Tasks to complete:
1. In the passage about veterans, what was the new home town where Nichols visited the Legion?
2. Which places or conflicts does the passage about veterans name whose veterans are often given the cold shoulder at the Legion?
3. Quote the passage about veterans from "What they come" to "was too late.".

Source passage:
========

What they come back to, though, is often neglect. “Veterans need to be recognized and the communities don’t know how to recognize them,” McMahon said. Even in the Royal Canadian Legion, the one place where you would expect they would be honoured, vets of Afghanistan, Bosnia and Korea are often given the cold shoulder.

McMahon retells a story told to her by Nichols, who dropped into the Legion in his new home town of Quesnel not long after his tour of duty in Bosnia – where he had been traumatized, helplessly watching a genocide in progress because his unit did not get orders to intervene, then cleaning up when it was too late.

“He went to a veteran’s dinner, and he was told by the lady who put the dinner down in front of him, ‘I’ll serve you, but you’re not a true vet.’” McMahon related. “He never went back to the Legion again for 20 years.”

But veterans need places where they can get together, and Legion branches in towns and cities across Canada should be those places, Nichols believes. “So instead of taking on a role of being angry with the Legion, Paul took on a role of trying to introduce as many new veterans to the Legion as he could by this ride,” McMahon said.

========

Material supplied:
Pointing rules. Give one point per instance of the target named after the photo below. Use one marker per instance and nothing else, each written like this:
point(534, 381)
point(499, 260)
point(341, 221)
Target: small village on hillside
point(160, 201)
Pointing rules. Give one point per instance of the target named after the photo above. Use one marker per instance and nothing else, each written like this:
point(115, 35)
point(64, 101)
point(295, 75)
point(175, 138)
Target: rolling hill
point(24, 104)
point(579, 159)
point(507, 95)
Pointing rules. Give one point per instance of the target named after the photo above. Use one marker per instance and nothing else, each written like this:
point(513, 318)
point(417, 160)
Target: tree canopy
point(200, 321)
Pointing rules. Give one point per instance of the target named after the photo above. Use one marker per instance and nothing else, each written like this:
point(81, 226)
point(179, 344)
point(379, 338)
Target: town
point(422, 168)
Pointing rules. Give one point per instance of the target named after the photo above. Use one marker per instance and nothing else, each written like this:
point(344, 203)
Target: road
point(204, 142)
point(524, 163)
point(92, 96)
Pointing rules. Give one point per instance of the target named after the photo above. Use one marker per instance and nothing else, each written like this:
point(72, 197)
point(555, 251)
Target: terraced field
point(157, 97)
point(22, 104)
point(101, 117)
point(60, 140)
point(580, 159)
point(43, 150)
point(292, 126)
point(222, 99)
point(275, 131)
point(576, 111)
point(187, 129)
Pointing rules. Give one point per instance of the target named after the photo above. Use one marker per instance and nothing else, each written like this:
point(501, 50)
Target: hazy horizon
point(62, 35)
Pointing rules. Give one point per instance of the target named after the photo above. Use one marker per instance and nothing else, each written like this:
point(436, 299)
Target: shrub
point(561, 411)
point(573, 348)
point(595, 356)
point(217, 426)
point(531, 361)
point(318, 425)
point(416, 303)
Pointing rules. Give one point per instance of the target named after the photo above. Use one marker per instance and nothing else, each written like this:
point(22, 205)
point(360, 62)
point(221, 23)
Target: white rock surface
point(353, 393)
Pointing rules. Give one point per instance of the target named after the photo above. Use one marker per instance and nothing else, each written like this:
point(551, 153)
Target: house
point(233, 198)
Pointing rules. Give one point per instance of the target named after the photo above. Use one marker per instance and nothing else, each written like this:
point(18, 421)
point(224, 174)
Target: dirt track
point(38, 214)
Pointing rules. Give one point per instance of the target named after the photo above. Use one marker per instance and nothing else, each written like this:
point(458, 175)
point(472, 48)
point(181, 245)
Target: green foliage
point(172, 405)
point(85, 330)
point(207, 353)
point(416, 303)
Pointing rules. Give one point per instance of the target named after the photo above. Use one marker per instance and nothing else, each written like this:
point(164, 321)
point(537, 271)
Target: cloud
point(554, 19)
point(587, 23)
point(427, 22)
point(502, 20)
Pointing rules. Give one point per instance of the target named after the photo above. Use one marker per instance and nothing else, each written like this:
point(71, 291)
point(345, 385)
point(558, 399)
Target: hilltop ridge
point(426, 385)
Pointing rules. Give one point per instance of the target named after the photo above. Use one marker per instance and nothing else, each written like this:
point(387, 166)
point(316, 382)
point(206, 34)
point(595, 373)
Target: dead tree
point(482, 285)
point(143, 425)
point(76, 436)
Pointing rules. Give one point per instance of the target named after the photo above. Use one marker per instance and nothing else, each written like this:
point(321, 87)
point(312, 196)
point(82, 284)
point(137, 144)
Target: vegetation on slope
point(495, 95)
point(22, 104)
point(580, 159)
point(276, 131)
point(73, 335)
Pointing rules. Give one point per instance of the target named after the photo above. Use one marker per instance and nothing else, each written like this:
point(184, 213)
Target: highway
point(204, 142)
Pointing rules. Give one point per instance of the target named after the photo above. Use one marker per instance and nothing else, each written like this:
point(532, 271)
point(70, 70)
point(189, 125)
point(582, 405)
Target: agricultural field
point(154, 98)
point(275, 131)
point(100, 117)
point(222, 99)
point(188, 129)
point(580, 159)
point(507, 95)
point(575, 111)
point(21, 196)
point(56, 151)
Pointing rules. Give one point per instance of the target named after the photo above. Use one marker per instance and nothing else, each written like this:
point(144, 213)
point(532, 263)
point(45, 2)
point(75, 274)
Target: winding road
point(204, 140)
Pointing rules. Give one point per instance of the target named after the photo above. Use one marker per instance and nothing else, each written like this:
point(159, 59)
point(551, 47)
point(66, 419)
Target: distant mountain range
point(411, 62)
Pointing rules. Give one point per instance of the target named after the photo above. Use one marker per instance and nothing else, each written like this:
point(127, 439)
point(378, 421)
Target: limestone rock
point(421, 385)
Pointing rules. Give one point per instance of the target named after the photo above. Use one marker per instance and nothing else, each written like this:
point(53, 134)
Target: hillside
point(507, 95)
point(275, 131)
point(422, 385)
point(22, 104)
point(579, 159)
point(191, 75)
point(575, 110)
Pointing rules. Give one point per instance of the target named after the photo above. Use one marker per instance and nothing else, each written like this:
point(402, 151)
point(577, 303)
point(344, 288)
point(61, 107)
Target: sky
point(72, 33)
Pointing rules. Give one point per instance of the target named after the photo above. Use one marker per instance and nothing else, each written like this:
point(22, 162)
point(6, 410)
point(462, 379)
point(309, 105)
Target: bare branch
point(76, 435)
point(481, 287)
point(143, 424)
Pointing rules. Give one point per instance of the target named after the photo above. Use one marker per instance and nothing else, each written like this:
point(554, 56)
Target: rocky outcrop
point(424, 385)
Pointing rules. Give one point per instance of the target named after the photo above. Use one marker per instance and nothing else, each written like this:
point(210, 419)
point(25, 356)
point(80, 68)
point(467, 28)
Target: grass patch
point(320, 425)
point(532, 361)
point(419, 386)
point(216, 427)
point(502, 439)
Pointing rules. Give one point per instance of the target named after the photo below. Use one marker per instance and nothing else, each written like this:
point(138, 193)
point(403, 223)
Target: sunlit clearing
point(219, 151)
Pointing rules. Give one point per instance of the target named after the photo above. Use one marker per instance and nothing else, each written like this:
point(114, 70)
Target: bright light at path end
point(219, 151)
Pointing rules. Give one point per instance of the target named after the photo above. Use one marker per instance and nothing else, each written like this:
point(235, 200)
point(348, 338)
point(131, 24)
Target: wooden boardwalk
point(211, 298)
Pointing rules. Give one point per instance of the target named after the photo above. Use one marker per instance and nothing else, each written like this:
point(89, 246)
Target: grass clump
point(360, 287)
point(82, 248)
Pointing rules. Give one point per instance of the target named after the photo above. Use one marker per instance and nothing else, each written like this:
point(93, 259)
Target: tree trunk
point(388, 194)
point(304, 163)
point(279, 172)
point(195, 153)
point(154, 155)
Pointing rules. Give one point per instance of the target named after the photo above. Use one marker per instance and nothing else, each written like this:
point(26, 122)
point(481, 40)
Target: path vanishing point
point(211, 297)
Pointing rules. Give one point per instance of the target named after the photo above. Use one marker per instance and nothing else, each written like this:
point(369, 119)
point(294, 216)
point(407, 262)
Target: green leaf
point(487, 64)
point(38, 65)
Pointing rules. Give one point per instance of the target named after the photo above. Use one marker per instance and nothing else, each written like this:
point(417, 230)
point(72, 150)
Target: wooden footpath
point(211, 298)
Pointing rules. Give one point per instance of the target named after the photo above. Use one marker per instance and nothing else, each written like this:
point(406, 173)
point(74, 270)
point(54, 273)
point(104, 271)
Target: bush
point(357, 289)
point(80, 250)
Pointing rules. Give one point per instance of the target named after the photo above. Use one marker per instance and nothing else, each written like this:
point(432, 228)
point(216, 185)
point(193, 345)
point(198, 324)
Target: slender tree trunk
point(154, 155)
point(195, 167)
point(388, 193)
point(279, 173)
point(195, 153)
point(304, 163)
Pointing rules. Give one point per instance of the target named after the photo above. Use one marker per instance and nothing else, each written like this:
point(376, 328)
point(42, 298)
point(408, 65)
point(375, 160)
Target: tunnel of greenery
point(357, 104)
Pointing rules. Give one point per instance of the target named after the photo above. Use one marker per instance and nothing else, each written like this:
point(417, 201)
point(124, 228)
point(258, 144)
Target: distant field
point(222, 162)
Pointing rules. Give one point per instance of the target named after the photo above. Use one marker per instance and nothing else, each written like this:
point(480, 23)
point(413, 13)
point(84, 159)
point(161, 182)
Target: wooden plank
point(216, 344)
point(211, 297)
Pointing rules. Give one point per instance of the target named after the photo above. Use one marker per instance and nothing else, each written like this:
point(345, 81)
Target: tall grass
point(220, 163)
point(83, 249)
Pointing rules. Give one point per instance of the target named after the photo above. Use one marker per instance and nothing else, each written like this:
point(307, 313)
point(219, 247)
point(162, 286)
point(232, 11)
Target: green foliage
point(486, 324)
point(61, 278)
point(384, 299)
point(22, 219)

========

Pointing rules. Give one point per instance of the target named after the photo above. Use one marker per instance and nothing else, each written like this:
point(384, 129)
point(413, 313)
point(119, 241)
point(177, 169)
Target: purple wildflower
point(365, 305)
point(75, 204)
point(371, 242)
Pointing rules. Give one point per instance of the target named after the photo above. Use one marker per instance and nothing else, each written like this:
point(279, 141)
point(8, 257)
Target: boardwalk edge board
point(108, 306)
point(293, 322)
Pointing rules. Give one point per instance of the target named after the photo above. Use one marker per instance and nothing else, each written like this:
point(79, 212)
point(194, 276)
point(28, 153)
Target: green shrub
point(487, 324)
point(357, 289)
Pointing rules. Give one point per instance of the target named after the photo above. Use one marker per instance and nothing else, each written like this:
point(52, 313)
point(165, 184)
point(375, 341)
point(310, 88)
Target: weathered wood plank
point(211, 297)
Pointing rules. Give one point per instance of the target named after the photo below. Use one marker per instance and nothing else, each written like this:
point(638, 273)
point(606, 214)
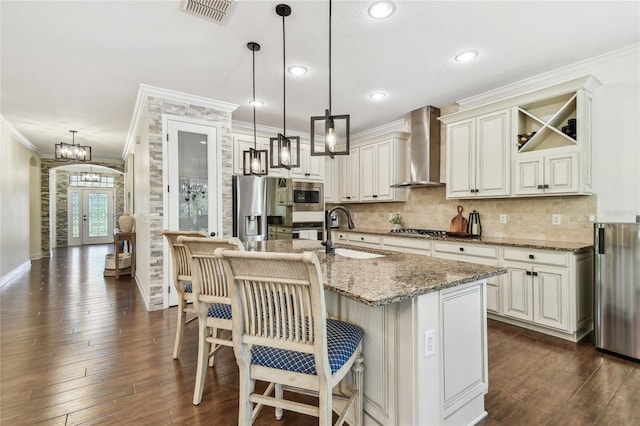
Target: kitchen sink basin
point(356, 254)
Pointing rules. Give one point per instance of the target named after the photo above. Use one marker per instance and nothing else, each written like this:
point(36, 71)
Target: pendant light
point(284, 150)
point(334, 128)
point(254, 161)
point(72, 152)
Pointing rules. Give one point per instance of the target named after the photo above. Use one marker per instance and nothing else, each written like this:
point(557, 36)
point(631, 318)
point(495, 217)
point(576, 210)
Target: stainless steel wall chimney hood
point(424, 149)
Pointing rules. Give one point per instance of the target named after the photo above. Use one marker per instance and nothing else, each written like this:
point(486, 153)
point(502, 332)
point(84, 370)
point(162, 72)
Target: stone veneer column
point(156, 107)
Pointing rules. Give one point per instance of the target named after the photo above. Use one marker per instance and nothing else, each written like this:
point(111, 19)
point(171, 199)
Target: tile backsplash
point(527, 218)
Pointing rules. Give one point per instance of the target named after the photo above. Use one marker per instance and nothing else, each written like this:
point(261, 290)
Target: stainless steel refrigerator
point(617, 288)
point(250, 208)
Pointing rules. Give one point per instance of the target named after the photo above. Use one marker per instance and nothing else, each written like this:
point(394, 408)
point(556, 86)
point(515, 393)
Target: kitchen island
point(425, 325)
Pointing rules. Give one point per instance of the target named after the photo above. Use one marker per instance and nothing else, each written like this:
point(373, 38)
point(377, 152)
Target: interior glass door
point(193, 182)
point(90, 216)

========

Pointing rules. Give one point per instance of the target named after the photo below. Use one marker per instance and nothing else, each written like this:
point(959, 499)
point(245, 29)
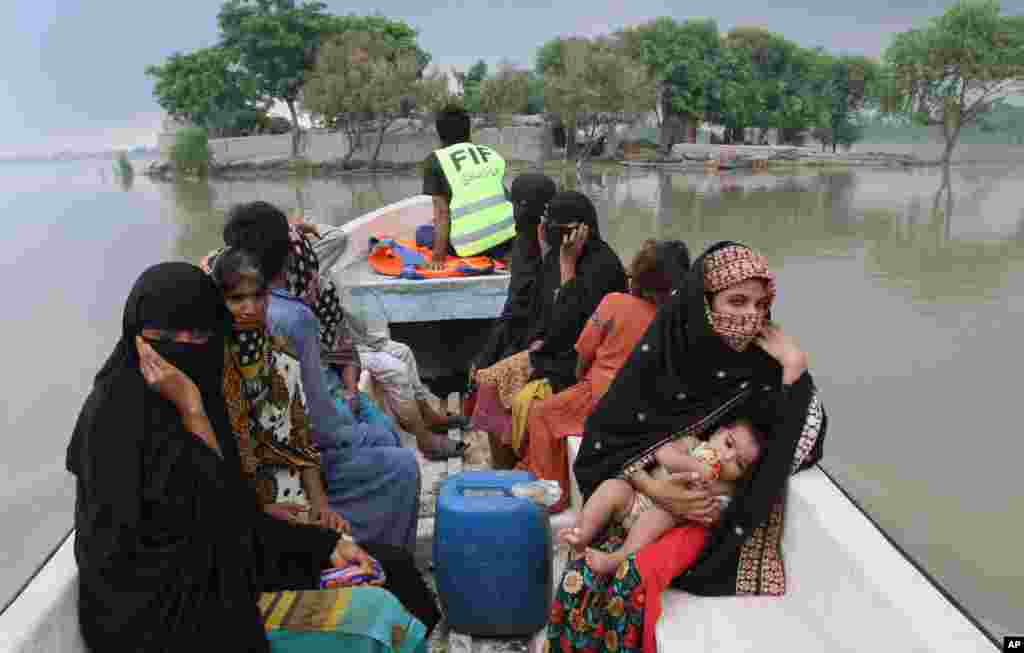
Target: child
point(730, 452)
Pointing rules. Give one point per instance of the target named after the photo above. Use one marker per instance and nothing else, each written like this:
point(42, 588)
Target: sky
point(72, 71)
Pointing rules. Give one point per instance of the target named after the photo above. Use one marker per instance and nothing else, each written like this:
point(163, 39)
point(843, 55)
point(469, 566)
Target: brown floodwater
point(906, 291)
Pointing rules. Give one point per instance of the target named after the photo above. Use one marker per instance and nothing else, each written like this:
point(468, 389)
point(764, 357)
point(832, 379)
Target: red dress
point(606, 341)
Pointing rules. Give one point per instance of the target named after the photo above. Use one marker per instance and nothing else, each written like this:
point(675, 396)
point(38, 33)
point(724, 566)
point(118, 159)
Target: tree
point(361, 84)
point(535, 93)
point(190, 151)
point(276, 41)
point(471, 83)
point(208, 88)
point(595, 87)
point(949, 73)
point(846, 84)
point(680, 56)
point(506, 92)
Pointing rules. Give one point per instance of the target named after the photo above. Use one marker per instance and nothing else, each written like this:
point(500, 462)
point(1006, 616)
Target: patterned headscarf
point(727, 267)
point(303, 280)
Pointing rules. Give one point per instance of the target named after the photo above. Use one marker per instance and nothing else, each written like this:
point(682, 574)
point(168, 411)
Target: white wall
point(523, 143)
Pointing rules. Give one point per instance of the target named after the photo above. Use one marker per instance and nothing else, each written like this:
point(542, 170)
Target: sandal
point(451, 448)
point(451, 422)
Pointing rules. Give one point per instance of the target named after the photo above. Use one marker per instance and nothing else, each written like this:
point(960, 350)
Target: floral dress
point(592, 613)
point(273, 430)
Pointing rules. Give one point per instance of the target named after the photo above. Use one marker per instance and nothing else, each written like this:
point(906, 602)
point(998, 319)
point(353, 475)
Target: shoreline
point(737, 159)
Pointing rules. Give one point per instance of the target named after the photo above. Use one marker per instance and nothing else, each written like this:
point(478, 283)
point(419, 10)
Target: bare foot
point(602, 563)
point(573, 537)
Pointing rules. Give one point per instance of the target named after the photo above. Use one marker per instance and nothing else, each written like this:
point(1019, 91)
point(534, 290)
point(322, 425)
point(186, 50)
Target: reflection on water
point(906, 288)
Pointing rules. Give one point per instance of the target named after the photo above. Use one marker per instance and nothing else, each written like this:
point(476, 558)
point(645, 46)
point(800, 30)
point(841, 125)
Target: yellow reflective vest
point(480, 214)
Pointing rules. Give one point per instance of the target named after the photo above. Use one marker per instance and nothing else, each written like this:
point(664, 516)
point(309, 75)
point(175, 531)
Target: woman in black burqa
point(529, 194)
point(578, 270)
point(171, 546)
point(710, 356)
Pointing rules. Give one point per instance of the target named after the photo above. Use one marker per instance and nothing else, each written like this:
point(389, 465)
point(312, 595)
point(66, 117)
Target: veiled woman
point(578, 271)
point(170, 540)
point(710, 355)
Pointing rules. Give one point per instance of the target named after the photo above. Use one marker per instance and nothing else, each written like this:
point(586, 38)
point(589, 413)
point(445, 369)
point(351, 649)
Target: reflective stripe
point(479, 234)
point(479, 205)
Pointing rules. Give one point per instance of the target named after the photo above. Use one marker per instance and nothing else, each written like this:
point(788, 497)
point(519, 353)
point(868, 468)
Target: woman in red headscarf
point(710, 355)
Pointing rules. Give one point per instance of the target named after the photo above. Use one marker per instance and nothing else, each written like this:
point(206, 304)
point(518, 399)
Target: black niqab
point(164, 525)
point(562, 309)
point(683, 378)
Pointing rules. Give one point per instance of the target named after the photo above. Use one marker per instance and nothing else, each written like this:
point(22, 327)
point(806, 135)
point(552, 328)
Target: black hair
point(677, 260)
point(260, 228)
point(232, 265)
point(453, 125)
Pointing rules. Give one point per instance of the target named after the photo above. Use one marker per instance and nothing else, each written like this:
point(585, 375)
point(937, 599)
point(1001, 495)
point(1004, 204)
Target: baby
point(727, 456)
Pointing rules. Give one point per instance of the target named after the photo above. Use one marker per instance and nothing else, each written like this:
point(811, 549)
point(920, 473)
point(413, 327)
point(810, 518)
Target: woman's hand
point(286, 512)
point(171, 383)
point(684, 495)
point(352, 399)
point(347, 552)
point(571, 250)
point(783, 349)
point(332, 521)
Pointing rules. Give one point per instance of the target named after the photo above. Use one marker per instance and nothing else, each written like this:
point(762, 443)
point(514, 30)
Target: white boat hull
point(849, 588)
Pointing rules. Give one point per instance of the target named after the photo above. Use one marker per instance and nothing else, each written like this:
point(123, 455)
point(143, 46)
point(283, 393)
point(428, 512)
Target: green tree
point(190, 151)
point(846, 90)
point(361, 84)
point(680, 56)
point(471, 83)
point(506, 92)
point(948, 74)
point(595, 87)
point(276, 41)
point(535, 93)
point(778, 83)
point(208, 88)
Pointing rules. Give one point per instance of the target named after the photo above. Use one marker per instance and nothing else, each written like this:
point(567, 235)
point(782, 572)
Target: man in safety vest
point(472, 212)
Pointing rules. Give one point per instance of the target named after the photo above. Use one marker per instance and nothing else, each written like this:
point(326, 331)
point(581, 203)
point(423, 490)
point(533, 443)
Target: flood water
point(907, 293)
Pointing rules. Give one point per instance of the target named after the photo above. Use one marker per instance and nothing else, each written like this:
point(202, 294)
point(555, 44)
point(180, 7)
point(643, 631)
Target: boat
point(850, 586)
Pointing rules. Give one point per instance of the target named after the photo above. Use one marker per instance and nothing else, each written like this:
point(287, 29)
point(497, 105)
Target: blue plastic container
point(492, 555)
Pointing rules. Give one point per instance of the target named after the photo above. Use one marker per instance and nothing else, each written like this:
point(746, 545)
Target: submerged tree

========

Task answers:
1. Quesnel

2. Afghanistan, Bosnia, Korea

3.
What they come back to, though, is often neglect. “Veterans need to be recognized and the communities don’t know how to recognize them,” McMahon said. Even in the Royal Canadian Legion, the one place where you would expect they would be honoured, vets of Afghanistan, Bosnia and Korea are often given the cold shoulder.

McMahon retells a story told to her by Nichols, who dropped into the Legion in his new home town of Quesnel not long after his tour of duty in Bosnia – where he had been traumatized, helplessly watching a genocide in progress because his unit did not get orders to intervene, then cleaning up when it was too late.